Provided passage —
+++++
EMS Entertainment has also produced Star Trek exhibits that have travelled through other parts of the world over the last few years. After today, the Academy Experience will move on from Ottawa to the next stop on it's north American tour. A close copy of this exhibit is currently at The Intrepid sea, Air & Space Museum in New York.
I attended the Experience back in July and thought I'd share my thoughts. There was very little content of specific interest to Vulcanologists, besides a display of screen-used prosthetic Vulcan ears and the moulds used to create them.
When you enter the Experience you are given an ID wristband that stores your information and connects you to a personal profile. As you tour through the exhibits and complete tasks, the profile is updated and at the end you are told which stream of Starfleet you are most suited to (I was Communications/Command).
There's a wonderful large scale model of the original Enterprise upon which various scenes from Star Trek are projected. In the case of the Ottawa Experience, there was also some projection of the Canadian flag. I quite enjoyed that the Experience was tailored to its location. By the way, this is not the first time the Powers That Be have chosen to launch a Star Trek exhibit in Canada. Back in 1996 for the 30th anniversary, Toronto was home to a fantastic Star Trek exhibit at the McLaughlin Planetarium and to a travelling exhibit called Federation Science which was housed at the Ontario Science Centre (I attended both and perhaps I'll post about them in the future).
Before you get to the interactive bits you walk through a corridor with a wonderful timeline of the key events in Trek history. This really helps to set the stage (especially for non-Trekkies). There is some information about Gene Roddenberry and the creation of the franchise and also some information about Treknology and how it has influenced real life engineers and designers over the years.
The six testing areas of the Experience are Command, Communications, Medical, Tactical, Engineering and Navigation. As you pass through each area you are treated to appropriate props and costumes and profiles of Star Trek heroes from all the live-action TV series.
The Experience was clearly put together by people who are knowledgeable and who care about the franchise. It ends with a trip to a Galaxy Class bridge where you engage in one final interactive challenge: the Kobayashi Maru test. I spent close to two hours in the Experience as I lollygagged and closely examined all the props and costumes but it's designed to be done in about an hour.
I'm not sure where the next step on the tour will be but if it turns up near you I recommend going. I had a lot of fun and it was a great way to celebrate during the 50th anniversary year. As I noted above, I appreciated the Canadian touches. I would be surprised if the Experience wasn't slightly tailored for each city that hosts it going forward.
In my case, I was also quite impressed by the Canadian Aviation and Space Museum. I had never been before and it was great to see exhibits like the Canadarm and various mission patches from Canadian astronauts.
+++++
Source data —
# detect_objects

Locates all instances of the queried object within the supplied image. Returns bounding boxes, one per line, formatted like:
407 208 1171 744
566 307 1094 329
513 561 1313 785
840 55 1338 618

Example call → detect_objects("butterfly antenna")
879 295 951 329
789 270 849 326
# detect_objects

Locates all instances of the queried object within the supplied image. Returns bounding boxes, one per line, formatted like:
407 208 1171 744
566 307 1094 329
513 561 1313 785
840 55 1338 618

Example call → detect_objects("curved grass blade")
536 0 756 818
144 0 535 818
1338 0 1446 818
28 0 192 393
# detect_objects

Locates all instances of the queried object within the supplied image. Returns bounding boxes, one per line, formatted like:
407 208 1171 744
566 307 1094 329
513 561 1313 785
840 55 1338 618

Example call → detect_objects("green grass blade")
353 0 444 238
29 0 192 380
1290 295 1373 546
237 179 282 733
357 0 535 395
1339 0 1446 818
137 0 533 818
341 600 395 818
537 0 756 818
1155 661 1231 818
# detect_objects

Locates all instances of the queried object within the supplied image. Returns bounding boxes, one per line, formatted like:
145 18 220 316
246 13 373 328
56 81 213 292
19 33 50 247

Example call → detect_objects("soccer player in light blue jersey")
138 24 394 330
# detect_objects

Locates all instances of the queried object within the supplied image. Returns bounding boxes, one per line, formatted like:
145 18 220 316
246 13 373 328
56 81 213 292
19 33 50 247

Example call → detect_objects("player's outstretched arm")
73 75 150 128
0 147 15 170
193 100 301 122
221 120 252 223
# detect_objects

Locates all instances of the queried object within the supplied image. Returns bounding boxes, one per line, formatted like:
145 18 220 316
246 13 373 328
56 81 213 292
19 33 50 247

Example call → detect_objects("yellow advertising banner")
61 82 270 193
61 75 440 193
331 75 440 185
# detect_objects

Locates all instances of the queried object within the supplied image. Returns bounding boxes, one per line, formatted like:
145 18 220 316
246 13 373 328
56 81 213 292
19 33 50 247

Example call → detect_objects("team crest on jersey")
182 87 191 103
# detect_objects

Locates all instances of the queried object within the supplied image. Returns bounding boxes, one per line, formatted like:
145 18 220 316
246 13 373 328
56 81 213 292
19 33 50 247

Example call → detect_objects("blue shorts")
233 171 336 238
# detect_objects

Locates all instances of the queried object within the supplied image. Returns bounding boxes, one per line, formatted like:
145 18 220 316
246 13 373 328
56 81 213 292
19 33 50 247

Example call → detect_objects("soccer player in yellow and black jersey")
+++++
What to work on —
Give the Star Trek exhibit review again from "When you enter" up to and including "(I was Communications/Command).", substituting "bracelet" for "wristband".

Answer to this task —
When you enter the Experience you are given an ID bracelet that stores your information and connects you to a personal profile. As you tour through the exhibits and complete tasks, the profile is updated and at the end you are told which stream of Starfleet you are most suited to (I was Communications/Command).